*练习要求:*
(1) 能否把下面这篇关于建立二叉树的帖子中从“问一个关于建立二叉树的问题”起、到“char *getword()”为止（含首尾两处）的文字原样返回？
(2) 下面这篇关于建立二叉树的帖子，能接着它的最后一句往下续写吗？

*所给文段:*
#####

问一个关于建立二叉树的问题
程序是挺长的,呵呵!麻烦帮帮忙 我想问:
假如输入five,six,two三个单词
问tree函数每次返回的P是指向那里的?
define maxword 20
mian()
{struct tnode *root,*tree();
char *t;
root=null;
while((t=getword())!=NULL)
root=tree(root,t);
treeprint(root);
}
char *getword()
{char *p;
if((p=malloc(maxword+1))==NULL)
{printf( "out of memory\n ");
return(NULL);}
scanf( "%maxwords ",p);
if(strlen(p)==0)return(NULL);
return(p);
}
struct tnode *tree(p,w)
struct tnode *p;
char *w;
{struct tnode *talloc();
int cound;
if(p==NULL)
{p==talloc();
p-> word=w;
p-> count=1;
p-> left=p-> right=NULL;}
else if((cound=strcmp(w,p-> word))==0)
p-> count++;
else if(cound <0)
p-> left=tree(p-> left,w);
else
p-> right=tree(p-> right,w);
return(p);}
treeprint(p)
struct tnode *p;
{if(p!=NULL)
{treeprint(p-> left);
print( "%4d%s\n ",p-> count,p-> word);
treeprint(p-> ringht);}
}
struct tnode *talloc()
{return((struct tnode *)malloc(sizeof(struct tnode)));
}
[解决办法]
楼主也看的吉林大学那个教程吧
这道题我也做了,不过没调通,请前辈帮忙看看。

#####

*数据条目:*
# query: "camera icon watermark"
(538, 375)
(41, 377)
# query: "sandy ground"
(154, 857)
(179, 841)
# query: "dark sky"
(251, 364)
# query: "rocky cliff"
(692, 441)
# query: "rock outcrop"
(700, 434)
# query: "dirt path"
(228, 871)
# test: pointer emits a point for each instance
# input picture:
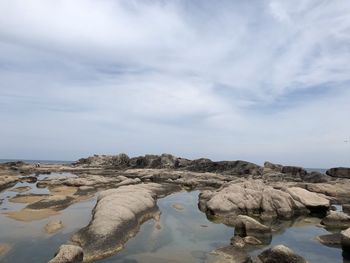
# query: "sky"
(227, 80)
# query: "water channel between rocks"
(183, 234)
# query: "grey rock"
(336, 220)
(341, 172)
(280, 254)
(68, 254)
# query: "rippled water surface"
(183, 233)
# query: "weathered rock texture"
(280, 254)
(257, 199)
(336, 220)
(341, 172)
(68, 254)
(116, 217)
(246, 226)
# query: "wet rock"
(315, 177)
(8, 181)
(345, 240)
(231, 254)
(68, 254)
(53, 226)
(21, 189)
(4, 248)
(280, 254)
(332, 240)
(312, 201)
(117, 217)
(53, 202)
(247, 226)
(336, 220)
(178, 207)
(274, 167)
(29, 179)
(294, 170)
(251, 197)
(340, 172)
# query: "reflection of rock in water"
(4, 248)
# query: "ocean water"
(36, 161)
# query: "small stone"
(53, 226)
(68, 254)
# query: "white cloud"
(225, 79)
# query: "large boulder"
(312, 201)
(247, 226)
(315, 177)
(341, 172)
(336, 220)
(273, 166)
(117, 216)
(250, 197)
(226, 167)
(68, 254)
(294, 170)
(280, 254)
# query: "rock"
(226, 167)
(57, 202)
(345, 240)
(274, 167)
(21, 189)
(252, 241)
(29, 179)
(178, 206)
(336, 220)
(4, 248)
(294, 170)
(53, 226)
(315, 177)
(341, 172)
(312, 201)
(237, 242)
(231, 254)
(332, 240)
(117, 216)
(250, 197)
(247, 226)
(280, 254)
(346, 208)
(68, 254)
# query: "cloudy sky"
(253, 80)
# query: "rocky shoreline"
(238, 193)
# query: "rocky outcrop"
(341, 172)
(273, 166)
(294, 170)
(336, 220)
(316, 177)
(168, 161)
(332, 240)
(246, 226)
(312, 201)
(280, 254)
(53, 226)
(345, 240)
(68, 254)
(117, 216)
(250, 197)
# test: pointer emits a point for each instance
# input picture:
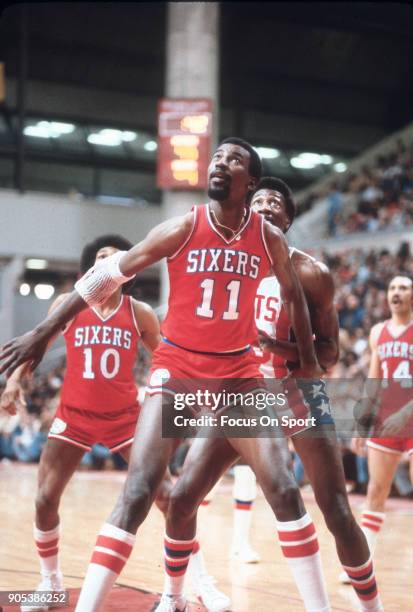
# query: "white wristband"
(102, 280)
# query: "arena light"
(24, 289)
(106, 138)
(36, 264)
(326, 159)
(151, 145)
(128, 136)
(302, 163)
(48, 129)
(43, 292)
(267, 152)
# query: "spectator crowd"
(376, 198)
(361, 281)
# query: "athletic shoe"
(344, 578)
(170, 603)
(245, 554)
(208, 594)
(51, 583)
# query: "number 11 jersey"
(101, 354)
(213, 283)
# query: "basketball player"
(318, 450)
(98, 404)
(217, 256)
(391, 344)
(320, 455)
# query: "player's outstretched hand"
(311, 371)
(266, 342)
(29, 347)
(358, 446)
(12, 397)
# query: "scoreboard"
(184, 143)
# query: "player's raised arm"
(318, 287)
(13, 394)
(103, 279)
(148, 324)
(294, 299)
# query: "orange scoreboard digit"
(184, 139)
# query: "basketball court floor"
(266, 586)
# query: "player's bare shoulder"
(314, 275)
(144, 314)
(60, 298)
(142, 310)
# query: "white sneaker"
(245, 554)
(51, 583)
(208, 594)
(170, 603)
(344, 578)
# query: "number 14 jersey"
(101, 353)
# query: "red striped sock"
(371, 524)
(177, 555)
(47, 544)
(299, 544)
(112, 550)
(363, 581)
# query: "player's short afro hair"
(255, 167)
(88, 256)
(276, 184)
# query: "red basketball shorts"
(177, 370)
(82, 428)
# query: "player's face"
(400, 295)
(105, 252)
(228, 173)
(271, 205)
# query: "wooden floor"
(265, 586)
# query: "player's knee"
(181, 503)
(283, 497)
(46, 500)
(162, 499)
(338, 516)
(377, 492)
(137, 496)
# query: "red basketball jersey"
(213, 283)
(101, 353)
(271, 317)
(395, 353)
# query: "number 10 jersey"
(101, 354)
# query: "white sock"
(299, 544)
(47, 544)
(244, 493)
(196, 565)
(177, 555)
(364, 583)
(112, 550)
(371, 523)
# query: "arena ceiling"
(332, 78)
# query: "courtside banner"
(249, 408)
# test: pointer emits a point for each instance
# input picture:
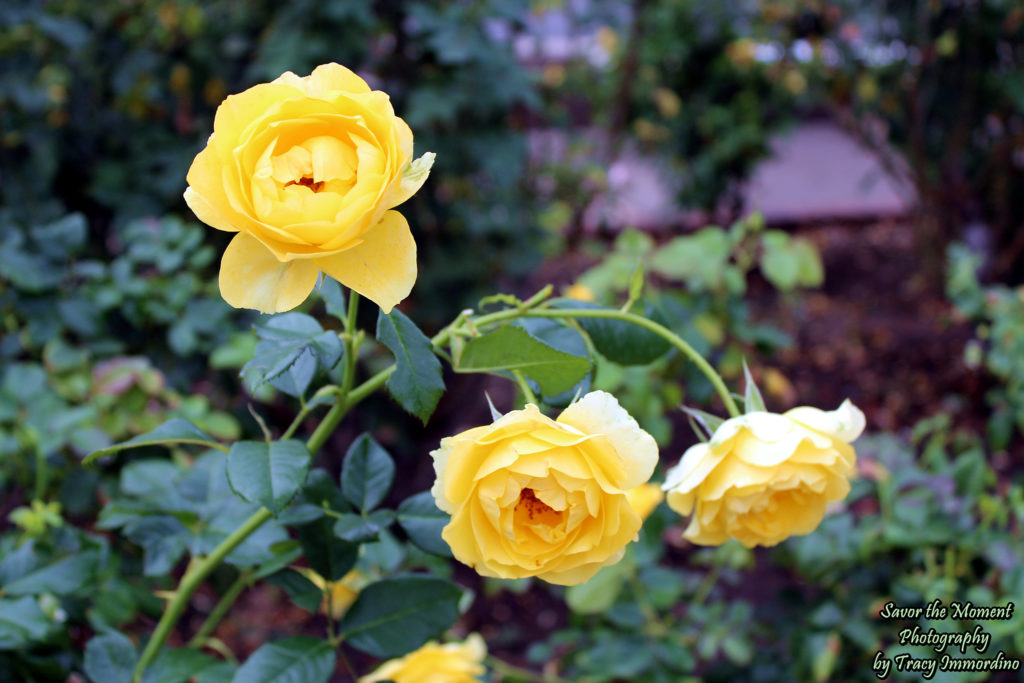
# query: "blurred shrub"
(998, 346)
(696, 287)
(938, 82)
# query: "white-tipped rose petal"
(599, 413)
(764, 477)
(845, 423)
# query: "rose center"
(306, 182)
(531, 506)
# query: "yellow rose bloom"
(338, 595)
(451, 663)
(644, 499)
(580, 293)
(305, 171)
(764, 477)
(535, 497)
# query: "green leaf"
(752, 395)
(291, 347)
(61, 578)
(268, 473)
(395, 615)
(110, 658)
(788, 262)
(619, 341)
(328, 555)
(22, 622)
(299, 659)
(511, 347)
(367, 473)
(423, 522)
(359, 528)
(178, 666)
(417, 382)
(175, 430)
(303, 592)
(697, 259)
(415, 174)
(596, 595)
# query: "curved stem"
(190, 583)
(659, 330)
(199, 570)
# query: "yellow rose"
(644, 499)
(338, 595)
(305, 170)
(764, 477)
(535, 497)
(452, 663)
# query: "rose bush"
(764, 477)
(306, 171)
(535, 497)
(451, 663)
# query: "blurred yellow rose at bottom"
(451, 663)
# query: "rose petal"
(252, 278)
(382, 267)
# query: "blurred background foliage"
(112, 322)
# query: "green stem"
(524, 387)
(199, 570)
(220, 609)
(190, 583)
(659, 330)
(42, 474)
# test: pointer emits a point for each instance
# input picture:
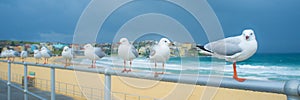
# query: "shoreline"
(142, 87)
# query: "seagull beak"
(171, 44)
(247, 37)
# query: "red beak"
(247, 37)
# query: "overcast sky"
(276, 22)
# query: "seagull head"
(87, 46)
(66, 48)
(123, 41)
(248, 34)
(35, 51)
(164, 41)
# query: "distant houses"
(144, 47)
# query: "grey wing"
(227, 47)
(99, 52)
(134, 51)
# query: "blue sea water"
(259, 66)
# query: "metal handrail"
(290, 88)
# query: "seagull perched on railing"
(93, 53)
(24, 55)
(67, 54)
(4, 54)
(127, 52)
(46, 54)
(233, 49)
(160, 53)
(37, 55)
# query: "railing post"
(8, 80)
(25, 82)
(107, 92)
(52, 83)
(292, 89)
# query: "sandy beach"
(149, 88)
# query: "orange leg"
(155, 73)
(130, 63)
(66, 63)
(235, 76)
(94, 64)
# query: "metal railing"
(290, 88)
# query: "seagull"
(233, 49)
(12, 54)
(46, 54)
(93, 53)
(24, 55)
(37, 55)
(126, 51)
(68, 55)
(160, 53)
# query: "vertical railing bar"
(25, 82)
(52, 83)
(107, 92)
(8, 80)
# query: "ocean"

#####

*答案列表:*
(1)
问一个关于建立二叉树的问题
程序是挺长的,呵呵!麻烦帮帮忙 我想问:
假如输入five,six,two三个单词
问tree函数每次返回的P是指向那里的?
define maxword 20
mian()
{struct tnode *root,*tree();
char *t;
root=null;
while((t=getword())!=NULL)
root=tree(root,t);
treeprint(root);
}
char *getword()

(2)
//生成一棵二叉树,比较单词出现的次数
//c++ java Fortran basic Foxbase
#include <stdio.h>
#include <stdlib.h>
#include <string.h>
#define MAXWORD 20
struct tnode{
char *word; //指向一个单词
int count; //访问次数
struct tnode *left; //左孩子
struct tnode *right; //右孩子
};
char *GetWord()
{
char *p;
if((p=(char*)malloc(MAXWORD+1))==NULL) {printf( "Out of memory!\n ");return(NULL);}
scanf( "%s ",p);
if(strlen(p)==0) return(NULL);
return p;
}
struct tnode *tree(struct tnode *pp,char *w)
{
struct tnode *talloc();
int cond;
if(pp==NULL)
{
pp=talloc();
pp-> word=w;
pp-> count=1;
pp-> left=pp-> right=NULL;
}
else if((cond=strcmp(w,pp-> word))==0)
pp-> count++;
else if(cond <0)
pp-> left=tree(pp-> left,w);
else
pp-> right=tree(pp-> right,w);
return(pp);
}
void treeprint(struct tnode *point)
{
if(point!=NULL)
{
treeprint(point-> left);
printf( "%4d%s\n ",point-> count,point-> word);
treeprint(point-> right);
}
}
struct tnode *talloc()
{
return((struct tnode*)malloc(sizeof(struct tnode)));
}
int main()
{
struct tnode *root;
char *t;
root=NULL;
while((t=GetWord())!= "EOF ")
root=tree(root,t);
treeprint(root);
return 0;
}
[解决办法]
应指向这个树的根结点
[解决办法]
cound=strcmp(w,p-> word)
左子树,右子树,都是由 cound 决定的,
root-> word=five
root-> right-> word=six(six> five cound> 0)
root-> right-> right-> word=two(two> five cound> 0 在five的右子树中
two> six cound> 0 )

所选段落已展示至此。